| Problem statement |
List each line of the records below that contains the word "ground".

A run of records:
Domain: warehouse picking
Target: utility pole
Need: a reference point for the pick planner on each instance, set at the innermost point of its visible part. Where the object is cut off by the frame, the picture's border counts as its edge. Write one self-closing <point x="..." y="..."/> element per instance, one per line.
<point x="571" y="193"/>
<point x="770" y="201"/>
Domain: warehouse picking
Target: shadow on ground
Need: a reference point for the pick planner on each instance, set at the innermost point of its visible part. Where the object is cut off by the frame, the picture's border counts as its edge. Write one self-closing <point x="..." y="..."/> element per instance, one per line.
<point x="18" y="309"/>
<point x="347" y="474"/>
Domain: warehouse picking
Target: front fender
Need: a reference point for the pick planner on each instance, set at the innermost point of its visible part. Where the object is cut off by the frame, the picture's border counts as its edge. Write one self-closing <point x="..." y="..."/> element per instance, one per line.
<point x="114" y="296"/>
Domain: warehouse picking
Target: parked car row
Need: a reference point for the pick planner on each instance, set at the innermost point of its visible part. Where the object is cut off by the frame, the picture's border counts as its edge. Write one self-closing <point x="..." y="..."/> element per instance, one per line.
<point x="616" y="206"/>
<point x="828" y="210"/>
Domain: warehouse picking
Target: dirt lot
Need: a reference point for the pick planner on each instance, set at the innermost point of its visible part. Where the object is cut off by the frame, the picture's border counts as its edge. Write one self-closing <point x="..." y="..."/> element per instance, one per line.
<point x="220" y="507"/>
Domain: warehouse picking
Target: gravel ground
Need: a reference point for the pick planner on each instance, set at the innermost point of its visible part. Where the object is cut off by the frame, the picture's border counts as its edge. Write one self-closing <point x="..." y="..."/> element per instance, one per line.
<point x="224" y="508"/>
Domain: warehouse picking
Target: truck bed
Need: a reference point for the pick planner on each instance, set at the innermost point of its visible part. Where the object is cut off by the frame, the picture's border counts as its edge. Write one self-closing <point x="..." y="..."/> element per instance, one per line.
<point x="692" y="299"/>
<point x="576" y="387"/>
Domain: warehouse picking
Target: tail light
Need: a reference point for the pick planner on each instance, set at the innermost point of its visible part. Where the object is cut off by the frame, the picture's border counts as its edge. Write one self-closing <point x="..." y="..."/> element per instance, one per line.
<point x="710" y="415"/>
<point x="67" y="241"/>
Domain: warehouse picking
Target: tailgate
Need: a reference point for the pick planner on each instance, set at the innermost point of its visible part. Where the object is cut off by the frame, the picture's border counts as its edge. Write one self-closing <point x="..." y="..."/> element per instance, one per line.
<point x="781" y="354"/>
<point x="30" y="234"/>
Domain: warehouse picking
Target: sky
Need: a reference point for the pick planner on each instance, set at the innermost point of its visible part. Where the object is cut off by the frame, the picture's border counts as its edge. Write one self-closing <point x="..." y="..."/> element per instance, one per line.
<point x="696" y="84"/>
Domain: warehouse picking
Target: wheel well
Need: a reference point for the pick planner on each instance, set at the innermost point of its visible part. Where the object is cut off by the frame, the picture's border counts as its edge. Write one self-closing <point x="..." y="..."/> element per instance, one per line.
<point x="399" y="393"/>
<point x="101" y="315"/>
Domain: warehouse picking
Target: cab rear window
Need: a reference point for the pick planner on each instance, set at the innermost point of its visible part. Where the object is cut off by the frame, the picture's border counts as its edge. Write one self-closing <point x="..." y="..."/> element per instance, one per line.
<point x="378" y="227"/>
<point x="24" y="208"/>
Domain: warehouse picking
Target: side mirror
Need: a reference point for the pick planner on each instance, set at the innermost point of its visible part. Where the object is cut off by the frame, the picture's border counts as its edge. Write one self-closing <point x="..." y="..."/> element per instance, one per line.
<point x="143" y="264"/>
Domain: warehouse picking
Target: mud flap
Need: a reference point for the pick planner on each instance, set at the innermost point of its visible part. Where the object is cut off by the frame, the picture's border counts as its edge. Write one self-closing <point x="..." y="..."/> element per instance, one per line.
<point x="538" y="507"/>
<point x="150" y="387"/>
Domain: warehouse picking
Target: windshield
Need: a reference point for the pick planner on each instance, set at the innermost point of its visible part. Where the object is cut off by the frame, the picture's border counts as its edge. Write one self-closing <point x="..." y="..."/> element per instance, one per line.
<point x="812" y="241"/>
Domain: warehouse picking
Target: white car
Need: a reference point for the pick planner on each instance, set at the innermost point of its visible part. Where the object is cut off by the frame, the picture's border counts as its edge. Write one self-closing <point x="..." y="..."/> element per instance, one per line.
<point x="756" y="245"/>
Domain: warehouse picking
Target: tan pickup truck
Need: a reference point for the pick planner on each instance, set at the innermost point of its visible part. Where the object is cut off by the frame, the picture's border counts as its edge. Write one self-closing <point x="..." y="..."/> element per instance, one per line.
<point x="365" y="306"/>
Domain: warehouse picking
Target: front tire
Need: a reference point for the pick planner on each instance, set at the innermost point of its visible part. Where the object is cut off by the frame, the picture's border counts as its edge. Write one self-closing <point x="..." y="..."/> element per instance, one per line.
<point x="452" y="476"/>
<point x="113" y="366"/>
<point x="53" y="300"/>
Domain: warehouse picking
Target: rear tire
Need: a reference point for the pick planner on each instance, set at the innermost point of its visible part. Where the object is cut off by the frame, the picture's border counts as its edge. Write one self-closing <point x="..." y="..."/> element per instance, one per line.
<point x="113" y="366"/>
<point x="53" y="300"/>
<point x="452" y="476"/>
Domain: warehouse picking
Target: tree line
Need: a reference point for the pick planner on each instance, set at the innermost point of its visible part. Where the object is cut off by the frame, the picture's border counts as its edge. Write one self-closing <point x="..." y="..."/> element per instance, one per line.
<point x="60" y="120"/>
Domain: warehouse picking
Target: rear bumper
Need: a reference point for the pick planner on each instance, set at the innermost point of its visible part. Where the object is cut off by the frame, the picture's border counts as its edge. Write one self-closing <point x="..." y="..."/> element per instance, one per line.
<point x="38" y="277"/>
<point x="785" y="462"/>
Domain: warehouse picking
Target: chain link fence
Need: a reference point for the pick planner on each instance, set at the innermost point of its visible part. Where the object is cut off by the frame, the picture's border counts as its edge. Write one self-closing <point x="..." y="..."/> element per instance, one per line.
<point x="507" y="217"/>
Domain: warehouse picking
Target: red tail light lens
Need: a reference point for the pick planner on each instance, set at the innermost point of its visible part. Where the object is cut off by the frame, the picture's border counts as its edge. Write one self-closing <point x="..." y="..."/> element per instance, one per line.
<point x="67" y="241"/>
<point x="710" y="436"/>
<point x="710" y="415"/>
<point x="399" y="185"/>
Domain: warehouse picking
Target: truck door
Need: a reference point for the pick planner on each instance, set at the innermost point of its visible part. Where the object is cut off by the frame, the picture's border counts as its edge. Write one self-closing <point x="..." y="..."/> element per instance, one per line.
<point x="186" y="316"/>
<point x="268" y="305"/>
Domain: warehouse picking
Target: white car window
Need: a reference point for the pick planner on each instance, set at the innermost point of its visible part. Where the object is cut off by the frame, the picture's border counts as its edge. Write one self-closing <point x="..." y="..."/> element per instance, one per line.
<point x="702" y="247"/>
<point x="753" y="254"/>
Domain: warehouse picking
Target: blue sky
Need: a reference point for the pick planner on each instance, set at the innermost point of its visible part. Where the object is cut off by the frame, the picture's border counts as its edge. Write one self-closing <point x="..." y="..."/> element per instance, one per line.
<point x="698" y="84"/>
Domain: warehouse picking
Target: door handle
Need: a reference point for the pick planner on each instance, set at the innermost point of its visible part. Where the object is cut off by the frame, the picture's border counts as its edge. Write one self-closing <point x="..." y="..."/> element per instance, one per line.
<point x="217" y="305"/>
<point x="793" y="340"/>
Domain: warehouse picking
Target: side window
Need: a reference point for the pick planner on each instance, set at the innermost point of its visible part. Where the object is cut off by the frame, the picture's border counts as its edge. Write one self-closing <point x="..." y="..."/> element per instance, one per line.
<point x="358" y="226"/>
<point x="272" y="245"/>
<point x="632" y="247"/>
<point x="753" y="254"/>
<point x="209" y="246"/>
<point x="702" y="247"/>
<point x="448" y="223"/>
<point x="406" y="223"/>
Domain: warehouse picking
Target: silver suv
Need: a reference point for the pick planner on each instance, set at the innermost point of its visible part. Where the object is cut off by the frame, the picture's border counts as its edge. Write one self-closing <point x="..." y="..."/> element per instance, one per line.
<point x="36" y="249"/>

| Task response |
Target: shadow on ground
Target: gravel ground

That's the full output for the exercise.